(Dataset rows)
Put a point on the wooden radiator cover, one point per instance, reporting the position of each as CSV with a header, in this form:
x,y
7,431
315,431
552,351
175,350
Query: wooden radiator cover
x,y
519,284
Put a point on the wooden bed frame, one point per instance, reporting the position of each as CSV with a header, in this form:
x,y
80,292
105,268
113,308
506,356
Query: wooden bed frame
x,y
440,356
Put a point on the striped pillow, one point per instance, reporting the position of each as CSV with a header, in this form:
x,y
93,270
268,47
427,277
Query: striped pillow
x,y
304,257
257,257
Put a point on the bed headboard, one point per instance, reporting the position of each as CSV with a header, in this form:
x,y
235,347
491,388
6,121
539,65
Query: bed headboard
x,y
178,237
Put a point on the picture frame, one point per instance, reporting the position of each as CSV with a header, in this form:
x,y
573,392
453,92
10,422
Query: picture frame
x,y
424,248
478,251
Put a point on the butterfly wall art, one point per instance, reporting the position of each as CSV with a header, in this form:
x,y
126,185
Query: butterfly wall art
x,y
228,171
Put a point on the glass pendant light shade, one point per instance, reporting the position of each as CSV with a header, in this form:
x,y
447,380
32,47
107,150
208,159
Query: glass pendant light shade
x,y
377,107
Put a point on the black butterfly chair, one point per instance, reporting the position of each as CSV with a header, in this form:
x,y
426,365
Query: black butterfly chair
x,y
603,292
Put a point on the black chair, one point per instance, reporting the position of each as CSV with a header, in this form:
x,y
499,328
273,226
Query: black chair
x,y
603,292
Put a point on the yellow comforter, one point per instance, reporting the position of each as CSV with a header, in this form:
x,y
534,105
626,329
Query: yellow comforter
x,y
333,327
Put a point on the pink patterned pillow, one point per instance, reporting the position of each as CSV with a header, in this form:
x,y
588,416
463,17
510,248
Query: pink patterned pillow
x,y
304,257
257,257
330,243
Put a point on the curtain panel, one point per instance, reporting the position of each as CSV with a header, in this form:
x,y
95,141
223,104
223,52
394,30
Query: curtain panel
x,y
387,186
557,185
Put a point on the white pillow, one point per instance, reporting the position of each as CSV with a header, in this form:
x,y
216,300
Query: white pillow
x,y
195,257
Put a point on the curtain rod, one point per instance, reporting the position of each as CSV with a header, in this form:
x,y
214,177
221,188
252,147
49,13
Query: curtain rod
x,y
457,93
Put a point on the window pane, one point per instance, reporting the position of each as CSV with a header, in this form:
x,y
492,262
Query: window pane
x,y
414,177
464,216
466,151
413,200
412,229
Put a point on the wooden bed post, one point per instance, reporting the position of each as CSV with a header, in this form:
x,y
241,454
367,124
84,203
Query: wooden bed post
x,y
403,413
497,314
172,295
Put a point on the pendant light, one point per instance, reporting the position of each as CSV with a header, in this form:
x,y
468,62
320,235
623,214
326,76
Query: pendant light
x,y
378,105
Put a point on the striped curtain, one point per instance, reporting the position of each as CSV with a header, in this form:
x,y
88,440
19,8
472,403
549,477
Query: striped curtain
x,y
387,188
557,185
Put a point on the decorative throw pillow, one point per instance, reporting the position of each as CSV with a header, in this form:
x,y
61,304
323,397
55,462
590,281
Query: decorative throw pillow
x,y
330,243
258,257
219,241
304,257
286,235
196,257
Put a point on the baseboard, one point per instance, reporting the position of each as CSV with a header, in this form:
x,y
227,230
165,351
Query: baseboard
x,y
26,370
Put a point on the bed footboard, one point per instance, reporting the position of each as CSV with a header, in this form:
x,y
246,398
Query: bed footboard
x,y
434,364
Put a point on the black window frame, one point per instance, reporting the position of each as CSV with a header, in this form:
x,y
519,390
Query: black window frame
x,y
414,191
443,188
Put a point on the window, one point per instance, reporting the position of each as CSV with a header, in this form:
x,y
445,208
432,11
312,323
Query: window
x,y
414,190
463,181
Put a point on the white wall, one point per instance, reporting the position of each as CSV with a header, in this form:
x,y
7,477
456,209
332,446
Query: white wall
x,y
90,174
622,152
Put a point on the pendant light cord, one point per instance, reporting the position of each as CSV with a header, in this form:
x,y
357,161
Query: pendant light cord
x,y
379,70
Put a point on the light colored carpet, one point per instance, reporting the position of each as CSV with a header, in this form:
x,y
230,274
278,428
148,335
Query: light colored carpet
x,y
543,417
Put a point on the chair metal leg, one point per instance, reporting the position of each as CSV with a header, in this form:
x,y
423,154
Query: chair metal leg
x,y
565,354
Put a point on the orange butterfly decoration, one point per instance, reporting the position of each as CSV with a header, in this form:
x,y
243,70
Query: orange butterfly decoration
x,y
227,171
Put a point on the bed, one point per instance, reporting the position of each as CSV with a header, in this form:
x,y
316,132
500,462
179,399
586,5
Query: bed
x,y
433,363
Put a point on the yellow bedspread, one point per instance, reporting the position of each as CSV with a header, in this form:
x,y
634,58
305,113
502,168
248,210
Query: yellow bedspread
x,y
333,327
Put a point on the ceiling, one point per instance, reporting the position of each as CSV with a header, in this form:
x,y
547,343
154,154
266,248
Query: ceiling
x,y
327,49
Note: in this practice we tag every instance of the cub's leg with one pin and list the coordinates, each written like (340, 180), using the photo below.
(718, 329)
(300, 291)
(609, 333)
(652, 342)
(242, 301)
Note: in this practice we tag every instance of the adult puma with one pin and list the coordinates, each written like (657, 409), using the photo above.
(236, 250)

--

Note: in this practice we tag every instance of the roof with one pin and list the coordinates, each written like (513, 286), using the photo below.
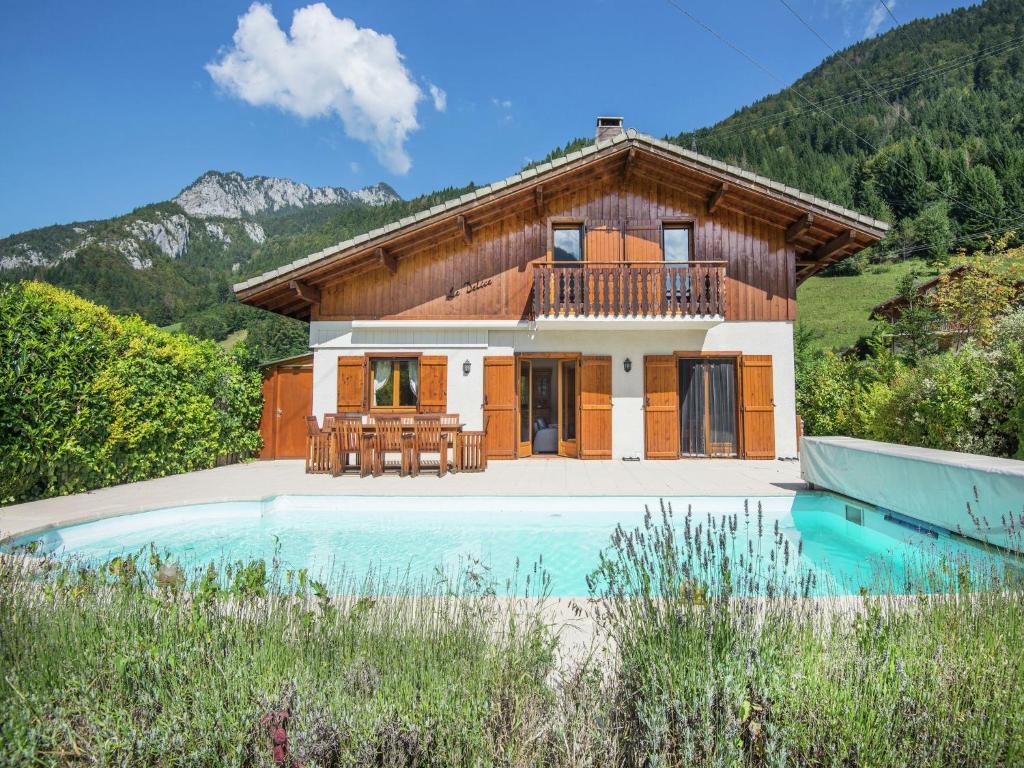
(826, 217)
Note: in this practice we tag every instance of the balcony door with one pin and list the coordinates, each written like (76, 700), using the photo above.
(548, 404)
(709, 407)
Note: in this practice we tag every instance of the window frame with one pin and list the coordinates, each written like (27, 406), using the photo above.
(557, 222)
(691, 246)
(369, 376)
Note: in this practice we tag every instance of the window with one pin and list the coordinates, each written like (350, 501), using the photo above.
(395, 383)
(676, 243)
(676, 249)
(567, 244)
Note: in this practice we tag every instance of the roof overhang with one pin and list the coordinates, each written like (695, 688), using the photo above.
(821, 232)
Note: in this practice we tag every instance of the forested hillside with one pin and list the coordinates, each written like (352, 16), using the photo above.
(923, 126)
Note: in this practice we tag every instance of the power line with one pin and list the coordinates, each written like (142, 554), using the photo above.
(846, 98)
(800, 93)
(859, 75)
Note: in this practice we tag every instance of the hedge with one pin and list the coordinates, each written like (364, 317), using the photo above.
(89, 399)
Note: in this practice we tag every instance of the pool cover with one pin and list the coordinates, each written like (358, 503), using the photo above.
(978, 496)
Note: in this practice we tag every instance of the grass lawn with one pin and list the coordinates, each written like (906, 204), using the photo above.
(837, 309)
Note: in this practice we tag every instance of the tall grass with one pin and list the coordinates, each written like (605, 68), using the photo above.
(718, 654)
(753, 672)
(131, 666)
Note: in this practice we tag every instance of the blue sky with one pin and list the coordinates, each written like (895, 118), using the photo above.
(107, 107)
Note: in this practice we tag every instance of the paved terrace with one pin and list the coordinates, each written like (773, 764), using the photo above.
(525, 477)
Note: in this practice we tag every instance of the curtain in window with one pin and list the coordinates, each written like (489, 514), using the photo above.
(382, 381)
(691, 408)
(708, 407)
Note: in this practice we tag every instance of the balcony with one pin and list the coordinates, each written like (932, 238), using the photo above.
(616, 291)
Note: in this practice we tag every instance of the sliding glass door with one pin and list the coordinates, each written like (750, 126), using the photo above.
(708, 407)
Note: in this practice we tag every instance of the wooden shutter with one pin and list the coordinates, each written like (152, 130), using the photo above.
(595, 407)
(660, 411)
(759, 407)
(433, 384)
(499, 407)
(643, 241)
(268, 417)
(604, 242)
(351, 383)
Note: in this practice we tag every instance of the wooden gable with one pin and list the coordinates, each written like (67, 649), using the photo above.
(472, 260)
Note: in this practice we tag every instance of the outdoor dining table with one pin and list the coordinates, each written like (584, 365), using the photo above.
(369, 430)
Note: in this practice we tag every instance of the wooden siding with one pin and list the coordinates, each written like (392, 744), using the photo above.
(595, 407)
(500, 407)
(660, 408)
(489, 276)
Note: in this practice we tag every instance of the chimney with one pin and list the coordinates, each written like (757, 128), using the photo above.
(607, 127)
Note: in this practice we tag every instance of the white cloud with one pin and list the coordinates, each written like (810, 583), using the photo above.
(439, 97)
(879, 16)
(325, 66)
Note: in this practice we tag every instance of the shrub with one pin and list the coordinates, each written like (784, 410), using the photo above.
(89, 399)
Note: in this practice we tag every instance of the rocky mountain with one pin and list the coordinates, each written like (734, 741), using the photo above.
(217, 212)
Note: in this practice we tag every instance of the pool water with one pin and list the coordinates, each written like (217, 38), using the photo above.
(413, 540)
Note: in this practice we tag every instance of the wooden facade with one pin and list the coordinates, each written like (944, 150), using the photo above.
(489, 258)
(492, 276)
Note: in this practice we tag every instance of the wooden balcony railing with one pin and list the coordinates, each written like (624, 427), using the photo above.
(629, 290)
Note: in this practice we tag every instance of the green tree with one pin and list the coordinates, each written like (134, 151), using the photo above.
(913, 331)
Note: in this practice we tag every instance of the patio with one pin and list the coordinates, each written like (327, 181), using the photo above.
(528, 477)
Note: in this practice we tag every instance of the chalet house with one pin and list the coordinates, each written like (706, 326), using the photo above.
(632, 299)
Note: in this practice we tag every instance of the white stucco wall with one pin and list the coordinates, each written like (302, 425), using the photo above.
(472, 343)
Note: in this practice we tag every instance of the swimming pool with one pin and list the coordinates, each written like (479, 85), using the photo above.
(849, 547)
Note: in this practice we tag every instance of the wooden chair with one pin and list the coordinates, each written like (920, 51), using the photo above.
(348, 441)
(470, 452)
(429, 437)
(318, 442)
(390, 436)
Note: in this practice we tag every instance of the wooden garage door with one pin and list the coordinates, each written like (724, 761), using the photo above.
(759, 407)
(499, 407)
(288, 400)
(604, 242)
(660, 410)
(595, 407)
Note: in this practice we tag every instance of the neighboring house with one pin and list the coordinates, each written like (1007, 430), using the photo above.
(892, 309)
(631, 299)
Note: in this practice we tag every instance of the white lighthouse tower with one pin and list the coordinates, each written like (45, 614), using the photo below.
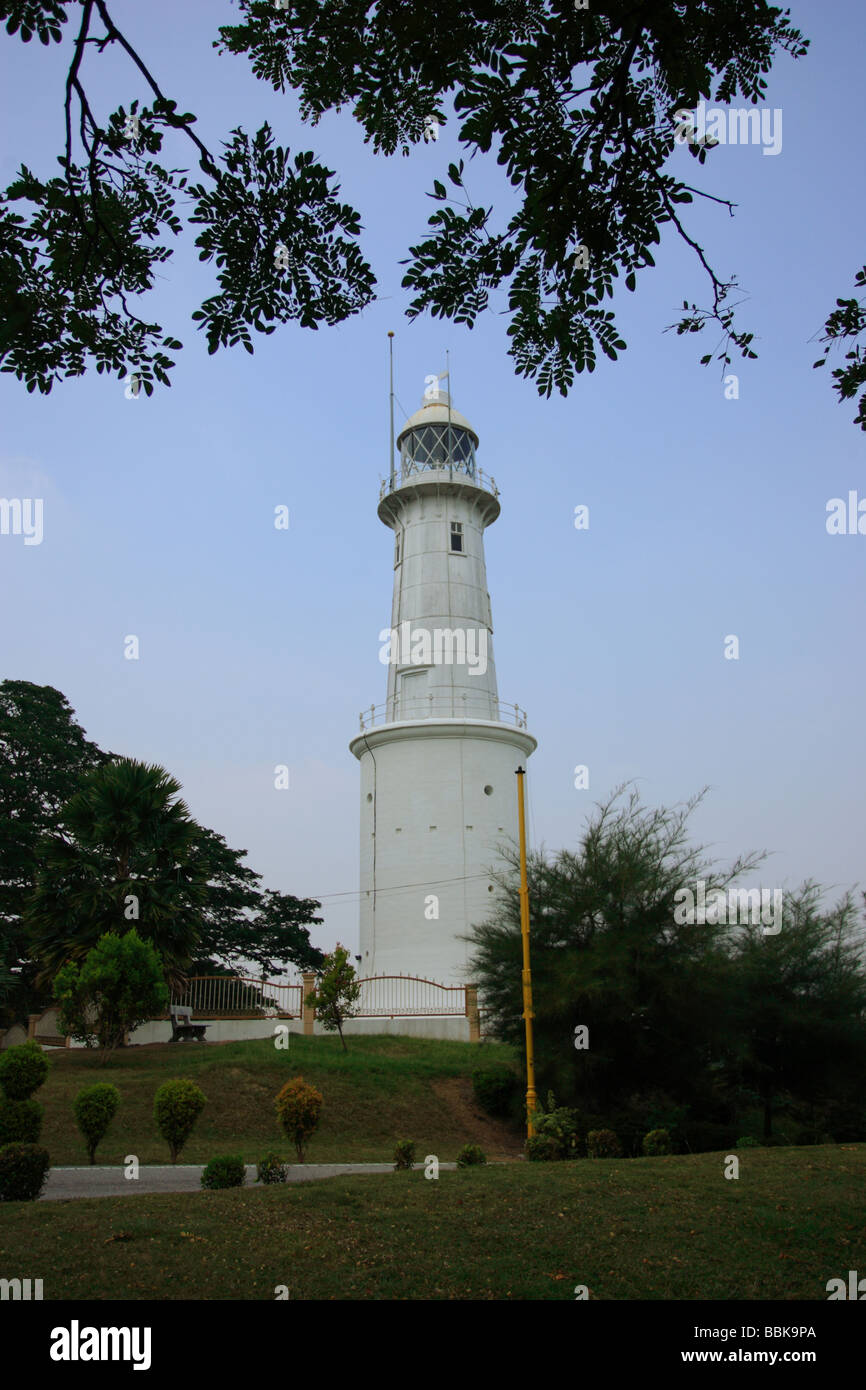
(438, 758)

* * *

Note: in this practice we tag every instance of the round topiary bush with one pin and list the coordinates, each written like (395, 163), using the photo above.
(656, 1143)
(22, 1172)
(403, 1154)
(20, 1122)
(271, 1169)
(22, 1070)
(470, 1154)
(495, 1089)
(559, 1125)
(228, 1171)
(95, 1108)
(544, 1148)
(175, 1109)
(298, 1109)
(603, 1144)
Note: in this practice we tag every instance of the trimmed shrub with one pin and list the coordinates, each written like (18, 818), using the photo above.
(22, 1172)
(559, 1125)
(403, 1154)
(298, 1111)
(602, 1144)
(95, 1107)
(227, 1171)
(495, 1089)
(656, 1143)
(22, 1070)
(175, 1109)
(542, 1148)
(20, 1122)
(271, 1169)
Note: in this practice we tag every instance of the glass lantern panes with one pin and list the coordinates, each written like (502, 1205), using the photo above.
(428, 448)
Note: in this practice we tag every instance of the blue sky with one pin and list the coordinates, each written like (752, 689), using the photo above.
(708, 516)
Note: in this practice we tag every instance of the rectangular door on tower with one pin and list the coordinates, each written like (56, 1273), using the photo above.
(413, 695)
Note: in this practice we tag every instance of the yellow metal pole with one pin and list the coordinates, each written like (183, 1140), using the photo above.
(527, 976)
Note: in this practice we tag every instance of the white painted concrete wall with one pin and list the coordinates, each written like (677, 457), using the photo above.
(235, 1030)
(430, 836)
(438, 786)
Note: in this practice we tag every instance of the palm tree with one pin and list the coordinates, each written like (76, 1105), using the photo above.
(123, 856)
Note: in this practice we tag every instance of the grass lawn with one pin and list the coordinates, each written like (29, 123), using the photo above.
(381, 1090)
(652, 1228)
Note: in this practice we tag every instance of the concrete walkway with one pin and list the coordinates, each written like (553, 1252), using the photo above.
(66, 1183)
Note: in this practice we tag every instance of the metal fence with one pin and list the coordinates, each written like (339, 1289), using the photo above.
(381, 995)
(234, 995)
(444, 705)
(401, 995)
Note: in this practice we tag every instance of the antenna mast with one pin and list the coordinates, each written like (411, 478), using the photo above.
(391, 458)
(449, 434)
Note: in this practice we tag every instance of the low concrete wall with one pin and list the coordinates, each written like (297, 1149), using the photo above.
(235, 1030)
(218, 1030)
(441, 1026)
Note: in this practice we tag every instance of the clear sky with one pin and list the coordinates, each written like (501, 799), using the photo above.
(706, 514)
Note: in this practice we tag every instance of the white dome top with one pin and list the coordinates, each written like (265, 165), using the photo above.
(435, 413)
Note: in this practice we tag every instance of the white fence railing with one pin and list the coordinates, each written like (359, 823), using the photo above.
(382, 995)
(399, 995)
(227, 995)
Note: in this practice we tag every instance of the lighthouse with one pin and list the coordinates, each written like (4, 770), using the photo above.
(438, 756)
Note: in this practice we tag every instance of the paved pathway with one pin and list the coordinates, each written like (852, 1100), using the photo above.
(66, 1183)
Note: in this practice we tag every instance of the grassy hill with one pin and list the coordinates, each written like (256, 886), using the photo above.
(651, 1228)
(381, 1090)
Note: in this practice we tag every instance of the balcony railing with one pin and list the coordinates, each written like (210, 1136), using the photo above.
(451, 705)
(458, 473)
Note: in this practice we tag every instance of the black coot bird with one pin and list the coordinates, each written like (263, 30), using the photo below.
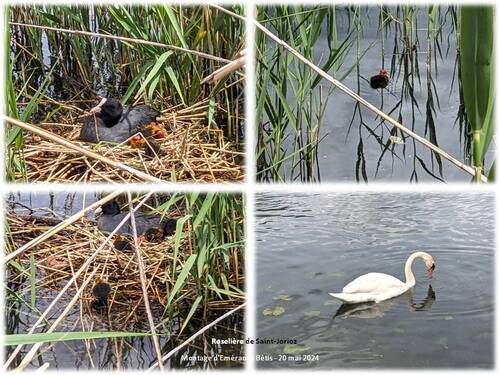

*SHORT EXERCISE*: How many lines of the records above contain the word "fence"? Give only the number.

*ANSWER IN FULL*: 2